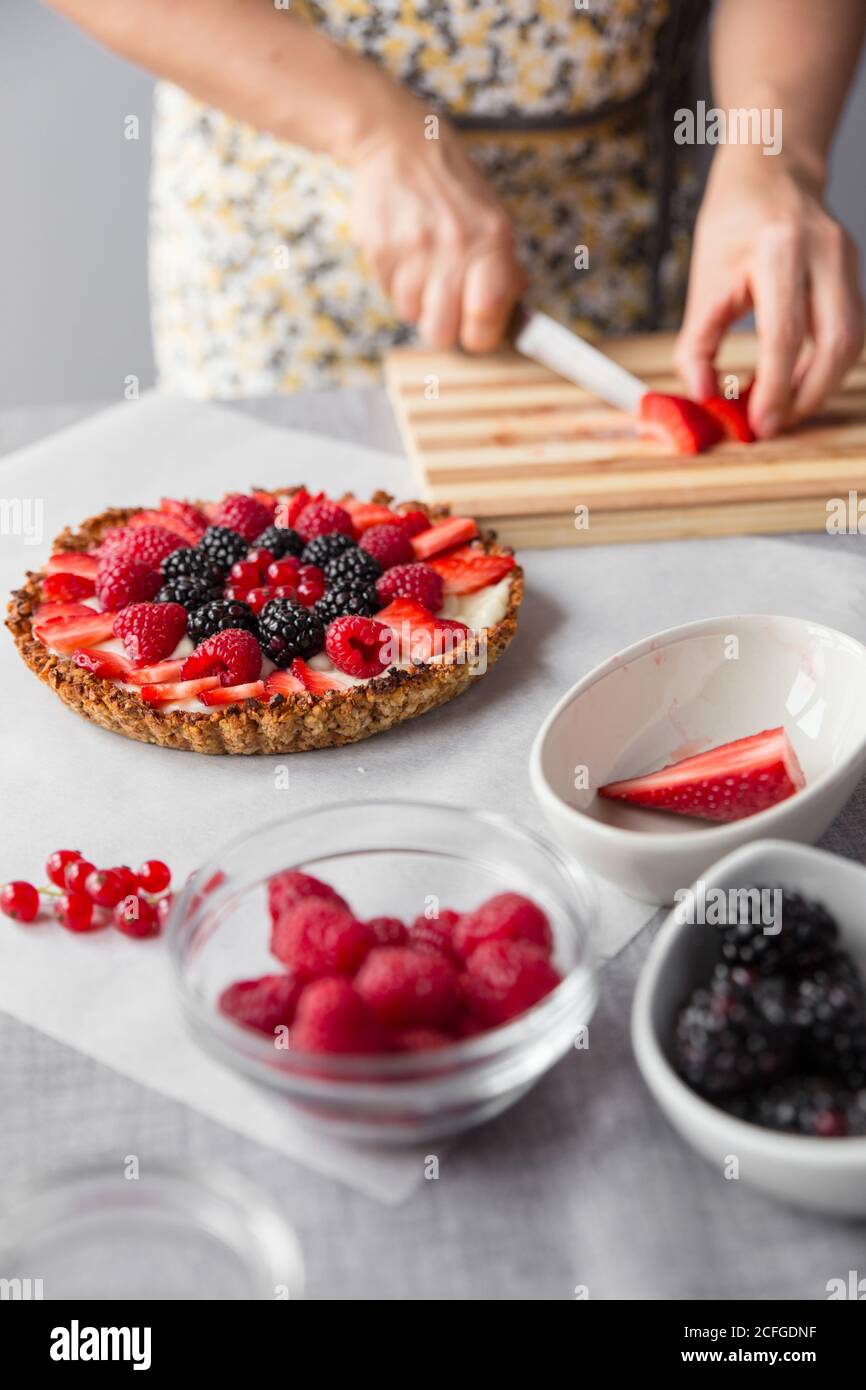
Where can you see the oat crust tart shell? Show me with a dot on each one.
(274, 723)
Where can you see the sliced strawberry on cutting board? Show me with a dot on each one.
(469, 569)
(64, 634)
(726, 783)
(234, 694)
(316, 683)
(676, 421)
(733, 416)
(72, 562)
(444, 537)
(110, 665)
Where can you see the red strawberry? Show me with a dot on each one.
(150, 631)
(110, 665)
(412, 581)
(149, 544)
(167, 521)
(332, 1018)
(319, 937)
(442, 537)
(733, 414)
(266, 1004)
(505, 979)
(243, 514)
(359, 645)
(679, 423)
(509, 916)
(321, 519)
(232, 653)
(64, 634)
(74, 562)
(388, 544)
(470, 569)
(282, 683)
(234, 694)
(409, 988)
(168, 691)
(123, 581)
(316, 683)
(726, 783)
(66, 588)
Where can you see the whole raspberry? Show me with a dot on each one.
(291, 886)
(234, 655)
(149, 544)
(359, 645)
(121, 581)
(388, 544)
(264, 1004)
(509, 916)
(246, 516)
(150, 631)
(319, 937)
(412, 581)
(323, 517)
(505, 979)
(406, 988)
(332, 1018)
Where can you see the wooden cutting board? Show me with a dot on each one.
(546, 464)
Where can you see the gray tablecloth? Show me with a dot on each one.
(581, 1184)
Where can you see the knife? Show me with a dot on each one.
(541, 338)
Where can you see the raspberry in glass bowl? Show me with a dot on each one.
(441, 972)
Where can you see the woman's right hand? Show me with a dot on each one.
(435, 235)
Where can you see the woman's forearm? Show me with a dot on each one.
(790, 54)
(257, 63)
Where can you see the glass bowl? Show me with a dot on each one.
(385, 858)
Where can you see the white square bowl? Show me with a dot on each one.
(826, 1175)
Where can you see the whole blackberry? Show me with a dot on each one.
(805, 937)
(223, 546)
(191, 563)
(350, 567)
(188, 590)
(324, 548)
(802, 1105)
(830, 1008)
(733, 1034)
(218, 615)
(280, 541)
(288, 630)
(348, 598)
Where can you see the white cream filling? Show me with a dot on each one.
(478, 610)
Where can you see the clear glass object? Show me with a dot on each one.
(385, 858)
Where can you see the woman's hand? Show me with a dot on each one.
(766, 242)
(435, 235)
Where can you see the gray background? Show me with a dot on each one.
(72, 231)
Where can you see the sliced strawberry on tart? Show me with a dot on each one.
(266, 622)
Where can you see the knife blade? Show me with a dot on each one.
(541, 338)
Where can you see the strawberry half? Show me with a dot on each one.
(469, 569)
(74, 562)
(234, 694)
(733, 416)
(167, 691)
(444, 537)
(64, 634)
(316, 683)
(727, 783)
(676, 421)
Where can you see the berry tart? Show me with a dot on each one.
(267, 622)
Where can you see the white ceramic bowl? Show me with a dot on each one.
(827, 1175)
(680, 692)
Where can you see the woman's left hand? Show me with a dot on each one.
(765, 241)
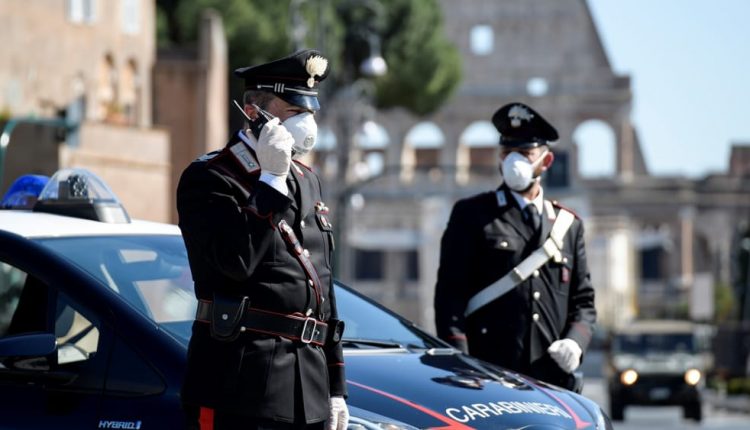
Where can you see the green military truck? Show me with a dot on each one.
(658, 363)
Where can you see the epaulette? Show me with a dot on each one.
(303, 165)
(560, 206)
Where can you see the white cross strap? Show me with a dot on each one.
(550, 249)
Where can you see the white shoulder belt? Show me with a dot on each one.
(550, 249)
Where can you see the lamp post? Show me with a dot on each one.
(355, 96)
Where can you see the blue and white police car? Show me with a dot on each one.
(95, 316)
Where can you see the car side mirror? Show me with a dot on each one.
(28, 345)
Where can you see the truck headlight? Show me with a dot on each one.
(693, 376)
(629, 377)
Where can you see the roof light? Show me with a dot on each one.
(23, 192)
(80, 193)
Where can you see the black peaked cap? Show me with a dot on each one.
(294, 78)
(522, 127)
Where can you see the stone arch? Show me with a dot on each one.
(106, 89)
(421, 149)
(129, 91)
(476, 153)
(370, 143)
(596, 149)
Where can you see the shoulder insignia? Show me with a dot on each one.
(549, 209)
(557, 204)
(298, 169)
(208, 156)
(303, 165)
(501, 200)
(243, 155)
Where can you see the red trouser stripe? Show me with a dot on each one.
(206, 419)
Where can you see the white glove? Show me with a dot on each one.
(338, 419)
(274, 149)
(566, 353)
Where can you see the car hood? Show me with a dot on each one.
(459, 392)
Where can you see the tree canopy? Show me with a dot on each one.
(424, 67)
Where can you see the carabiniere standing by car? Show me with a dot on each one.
(265, 349)
(513, 284)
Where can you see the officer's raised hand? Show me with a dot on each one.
(566, 353)
(338, 419)
(274, 149)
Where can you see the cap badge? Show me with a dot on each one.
(315, 66)
(517, 114)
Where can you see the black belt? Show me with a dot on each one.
(295, 327)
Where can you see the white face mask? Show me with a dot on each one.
(304, 130)
(518, 171)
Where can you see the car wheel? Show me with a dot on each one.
(616, 409)
(692, 411)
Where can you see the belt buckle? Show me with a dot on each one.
(312, 331)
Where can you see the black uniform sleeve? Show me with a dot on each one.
(335, 356)
(581, 310)
(455, 262)
(219, 228)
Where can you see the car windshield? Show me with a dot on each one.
(654, 343)
(152, 274)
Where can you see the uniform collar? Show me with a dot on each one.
(523, 201)
(249, 140)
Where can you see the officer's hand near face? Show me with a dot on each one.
(274, 149)
(338, 419)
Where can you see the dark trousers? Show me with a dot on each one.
(200, 418)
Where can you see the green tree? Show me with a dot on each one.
(423, 66)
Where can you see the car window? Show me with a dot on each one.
(77, 337)
(12, 282)
(30, 306)
(367, 321)
(150, 272)
(654, 343)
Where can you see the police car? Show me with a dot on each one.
(95, 317)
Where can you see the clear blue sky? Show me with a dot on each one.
(689, 63)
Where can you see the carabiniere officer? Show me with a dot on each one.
(265, 349)
(513, 285)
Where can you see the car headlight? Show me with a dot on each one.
(356, 423)
(602, 422)
(693, 376)
(629, 377)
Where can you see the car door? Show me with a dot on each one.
(42, 389)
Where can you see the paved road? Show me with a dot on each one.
(665, 418)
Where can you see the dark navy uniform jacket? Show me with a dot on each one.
(485, 238)
(228, 221)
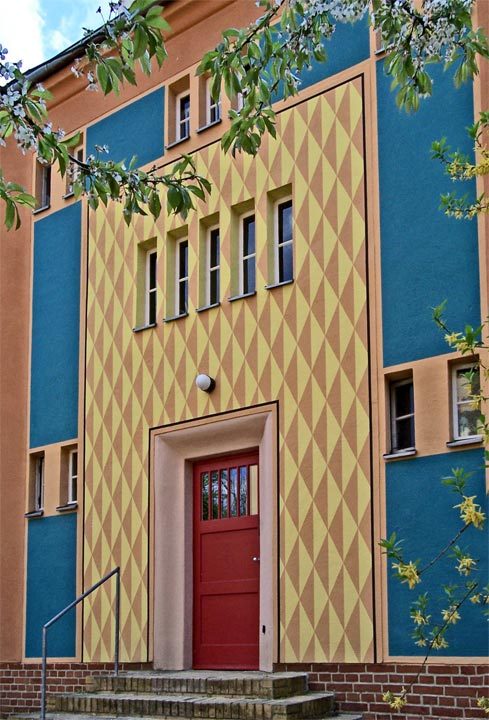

*Short task:*
Pick out every line in the listing that contains the word "gray", and copy each one.

*Result of this exercise:*
Where can you see the gray tablecloth? Show me with a dot on each one.
Where can you see the gray background? Show me with a dot on each one.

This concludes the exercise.